● SUPPLIED TEXT
--- start ---

InvalidArgumentException - The current node list i

2019-09-19 06:53发布

问题:

I am using goutte sracper to scrape the data , i m getting error like InvalidArgumentException - The current node list is empty. Below is the code which i m using

$string = $crawler->filter('div#links.results')->html();


        if ( empty( $string ) )
         return false;

        $dom = new \DOMDocument;
        $state = libxml_use_internal_errors(true);
        $dom->loadHTML($string);
        libxml_use_internal_errors($state);

        $xp = new \DOMXPath($dom);
        $divNodeList = $xp->query('//div[contains(@class, "results_links_deep")]
                                    [contains(@class, "web-result")]
                               /div[contains(@class, "links_main")]
                                   [contains(@class, "links_deep")]
                                   [contains(@class, "result__body")]');

        $results = [];

        if(count($divNodeList) > 0){


            foreach ($divNodeList as $divNode) {

                $results[] = [
                    trim($xp->evaluate('string(./h2/a[@class="result__a"])', $divNode)),
                    trim($xp->evaluate('string(.//a[@class="result__snippet"])', $divNode)),
                    trim($xp->evaluate('string(.//a[@class="result__url"])', $divNode))
                ];
            }


        }

I tried using the solution as below

if ($crawler->filter('div#links.results')->count() > 0 ) {
    $string = $crawler->filter('div#links.results')->html()
}

then it started giving another error like DOMDocument::loadHTML(): Empty string supplied as input

Any suggestions please ?

Your filterdid not return any results. That is why it crashed. That's how I solved this issue, by adding a try catch.

try {
   $string = $crawler->filter('div#links.results')->html()
} catch (\InvalidArgumentException $e) {
    // Handle the current node list is empty..
}

--- end ---

● COMPLETE THE FOLLOWING
[A] Reproduce the Goutte scraping thread between "2019-09-19 06:53发布" and "empty( $string ) )", inclusive.
[B] In the Goutte scraping thread, list every class name that the XPath query passed to $xp->query tests with contains(@class, ...).
[C] In the Goutte scraping thread, what error did the asker get after adding the count check before calling html()?
The records are separate material, unrelated to the Goutte scraping thread.

● EXTRACTED DATA
--- start ---

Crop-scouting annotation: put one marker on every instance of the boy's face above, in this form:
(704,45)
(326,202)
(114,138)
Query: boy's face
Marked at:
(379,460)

--- end ---

● SOLUTION LIST
[A]
2019-09-19 06:53发布

问题:

I am using goutte sracper to scrape the data , i m getting error like InvalidArgumentException - The current node list is empty. Below is the code which i m using

$string = $crawler->filter('div#links.results')->html();


        if ( empty( $string ) )

[B]
results_links_deep
web-result
links_main
links_deep
result__body

[C] DOMDocument::loadHTML(): Empty string supplied as input